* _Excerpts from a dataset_

.....

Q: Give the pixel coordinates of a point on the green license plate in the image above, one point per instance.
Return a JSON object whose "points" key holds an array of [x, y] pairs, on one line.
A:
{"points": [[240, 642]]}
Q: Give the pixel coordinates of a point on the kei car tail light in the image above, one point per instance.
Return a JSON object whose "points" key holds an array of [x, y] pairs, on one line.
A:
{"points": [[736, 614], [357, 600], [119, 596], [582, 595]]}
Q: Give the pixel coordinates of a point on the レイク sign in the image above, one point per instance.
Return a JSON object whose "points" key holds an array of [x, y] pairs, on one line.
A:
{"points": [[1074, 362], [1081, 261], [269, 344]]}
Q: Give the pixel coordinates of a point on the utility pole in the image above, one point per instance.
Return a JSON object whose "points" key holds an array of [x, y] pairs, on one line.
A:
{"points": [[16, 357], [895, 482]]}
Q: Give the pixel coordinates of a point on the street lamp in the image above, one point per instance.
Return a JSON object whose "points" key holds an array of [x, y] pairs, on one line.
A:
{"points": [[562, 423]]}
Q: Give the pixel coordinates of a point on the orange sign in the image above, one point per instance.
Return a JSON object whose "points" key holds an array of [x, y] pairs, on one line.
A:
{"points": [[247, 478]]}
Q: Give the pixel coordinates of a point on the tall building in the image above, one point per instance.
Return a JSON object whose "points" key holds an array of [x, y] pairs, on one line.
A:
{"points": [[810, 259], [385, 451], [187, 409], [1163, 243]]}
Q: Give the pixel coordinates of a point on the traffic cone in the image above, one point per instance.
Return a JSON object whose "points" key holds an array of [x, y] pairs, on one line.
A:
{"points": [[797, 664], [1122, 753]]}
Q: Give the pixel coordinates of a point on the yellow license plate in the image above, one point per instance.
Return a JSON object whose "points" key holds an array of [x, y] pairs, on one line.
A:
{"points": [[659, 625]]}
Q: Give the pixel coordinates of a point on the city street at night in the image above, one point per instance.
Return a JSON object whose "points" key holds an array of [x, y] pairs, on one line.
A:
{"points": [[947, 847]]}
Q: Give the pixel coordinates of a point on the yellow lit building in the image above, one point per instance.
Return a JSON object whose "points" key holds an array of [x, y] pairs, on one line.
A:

.....

* _TASK DIRECTIONS_
Your answer should be every line above that contains the word "yellow".

* _WRITTEN ANSWER_
Q: Give the pixel coordinates of a point on the yellow license plate in the image above, one point per instance.
Q: Give the pixel coordinates of a point on the yellow lit building in the image above, one point per instance.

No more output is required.